• [Zu erledigende Aufgaben]:
A. Gib im Thread zum 24h-Rennen in München alles von „Im Prinzip wärs“ bis hinunter zu „Welcher Fahrerwechsel-Intervall?“ wieder und tausche dabei „Startgebühr“ gegen „Teilnahmegebühr“ aus.
B. Wie alt wäre Lukas laut dem Thread zum 24h-Rennen in München zum Zeitpunkt des Rennens?
C. Übersetze den Satz „Ich such jetzt schon seit ner Weile nach brauchbaren Infos zum diesjährigen 24h-Rennen in München.“ aus dem Thread zum 24h-Rennen in München ins Englische.

***** Angezeigter Text

# 24h-Rennen in München



## Mac-Metal (17. Januar 2004)

Ave!

Ich such jetzt schon seit ner Weile nach brauchbaren Infos zum diesjährigen 24h-Rennen in München.
Hat denn von Euch jemand nen link?!
Aber was mich noch viel mehr interessieren würde: Ist schon jemand von Euch *mitgefahren*?!


Mich reizt des brutal, auch wenn ich bisher lediglich ein einziges lokales CC-Rennen mitgefahren bin... Werd zwar mit diesem neuen Jahr die naheliegenden Rennen mitfahren, aber trotzdem ist des Rennen in München sicherlich nicht mit anderen zu vergleichen.
Ich hab bisher n Kumpel überreden können und hab mit ihm "eingeschlagen"... Lukas wäre zum Zeitpunkt des Rennens dann 18, ich 19 - vielleicht könnt man sich ja noch mit anderen zusammenschließen und das Fahrerteam vergrößern!
Dabei sollt natürlich die Leistung ungefähr bei allen gleich sein! Lukas und ich fahren das Rennen mit dem geistigen Ziel durchzukommen mit und nicht um einen bestimmten Platz zu belegen...
Da hät man danach einiges zu erzählen! ;-)
Im Prinzip wärs ja auch schon gigantisch überhaupt durchzukommen! Laut MB-Bericht mussten letzes Jahr viele vorzeitig Schluss machen... Naja, kann man sich ja aber auch so denken! 

Wann findet des dieses Jahr genau statt?
Wie hoch ist die Startgebühr?
Mit welchen Teams seit ihr gefahren?
Welcher Fahrerwechsel-Intervall?
Was für Schäden?
Wieviel Nahrung bzw. Getränke?
Wie läufts bei Nacht?
usw.


Würd mich über Infos riesig freuen!!
MfG Thomas


----------



## jo_mlp (18. Januar 2004)

Mac-Metal schrieb:
			
		

> Ave!
> 
> Ich such jetzt schon seit ner Weile nach brauchbaren Infos zum diesjährigen 24h-Rennen in München.
> Hat denn von Euch jemand nen link?!
> ...


----------



## MTB-News.de




----------



## Mac-Metal (19. Januar 2004)

vielen dank für die info!

ja bist du denn letztes jahr mitgefahren, oder nich?
würd mich halt mal interessieren, wann du zum beispiel deinen toten punkt erreicht hast oder wies allgemein lief...

mfg thomas


----------



## jo_mlp (19. Januar 2004)

**********
***** Bereitgestelltes Material

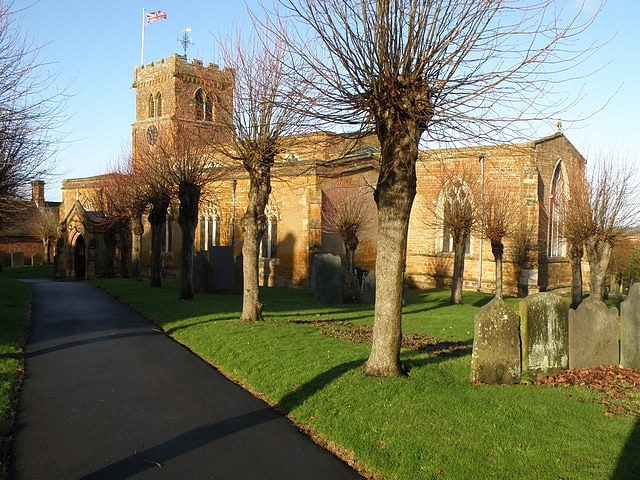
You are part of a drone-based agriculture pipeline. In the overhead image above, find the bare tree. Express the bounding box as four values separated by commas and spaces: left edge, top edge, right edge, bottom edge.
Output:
144, 121, 224, 300
131, 142, 172, 287
278, 0, 590, 376
28, 207, 58, 265
480, 175, 528, 298
556, 165, 592, 309
0, 0, 65, 229
214, 22, 312, 322
322, 185, 375, 301
585, 155, 640, 300
432, 159, 480, 304
322, 185, 375, 272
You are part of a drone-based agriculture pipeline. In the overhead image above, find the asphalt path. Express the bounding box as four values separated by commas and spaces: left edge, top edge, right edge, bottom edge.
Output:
10, 280, 362, 480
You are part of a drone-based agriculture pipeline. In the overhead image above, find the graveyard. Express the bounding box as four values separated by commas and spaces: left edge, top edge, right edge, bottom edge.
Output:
85, 279, 640, 479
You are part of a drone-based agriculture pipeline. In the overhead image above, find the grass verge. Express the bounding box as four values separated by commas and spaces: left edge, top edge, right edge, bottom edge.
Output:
0, 266, 53, 478
97, 279, 640, 480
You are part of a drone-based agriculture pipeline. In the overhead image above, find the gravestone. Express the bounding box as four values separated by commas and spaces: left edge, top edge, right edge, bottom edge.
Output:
569, 300, 619, 369
313, 253, 342, 304
11, 252, 24, 267
620, 283, 640, 368
193, 252, 213, 293
362, 270, 376, 305
471, 298, 521, 384
520, 293, 569, 380
208, 246, 237, 293
31, 253, 44, 267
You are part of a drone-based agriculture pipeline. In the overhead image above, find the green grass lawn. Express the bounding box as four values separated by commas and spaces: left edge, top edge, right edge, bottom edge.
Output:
0, 266, 53, 478
91, 279, 640, 480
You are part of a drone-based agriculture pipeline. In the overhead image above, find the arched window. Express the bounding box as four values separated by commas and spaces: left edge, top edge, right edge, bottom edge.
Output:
194, 88, 205, 120
436, 180, 473, 254
549, 161, 568, 257
155, 93, 162, 117
194, 88, 213, 122
148, 94, 156, 118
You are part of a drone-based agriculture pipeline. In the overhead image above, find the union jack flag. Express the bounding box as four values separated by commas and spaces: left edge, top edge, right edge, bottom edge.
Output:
147, 10, 167, 23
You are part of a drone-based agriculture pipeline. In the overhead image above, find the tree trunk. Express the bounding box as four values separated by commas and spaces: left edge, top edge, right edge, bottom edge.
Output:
240, 165, 271, 322
364, 112, 422, 377
131, 213, 144, 280
569, 244, 584, 309
587, 238, 611, 301
149, 196, 169, 287
449, 233, 467, 305
178, 183, 201, 300
42, 238, 51, 265
491, 239, 504, 298
120, 221, 131, 278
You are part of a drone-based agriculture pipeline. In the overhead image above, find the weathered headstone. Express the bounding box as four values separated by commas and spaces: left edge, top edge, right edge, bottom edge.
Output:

**********

• [Antworten je Aufgabe]:
A.
Im Prinzip wärs ja auch schon gigantisch überhaupt durchzukommen! Laut MB-Bericht mussten letzes Jahr viele vorzeitig Schluss machen... Naja, kann man sich ja aber auch so denken! 

Wann findet des dieses Jahr genau statt?
Wie hoch ist die Teilnahmegebühr?
Mit welchen Teams seit ihr gefahren?
Welcher Fahrerwechsel-Intervall?

B. 18 Jahre.

C. I've been looking for useful information about this year's 24-hour race in Munich for a while now.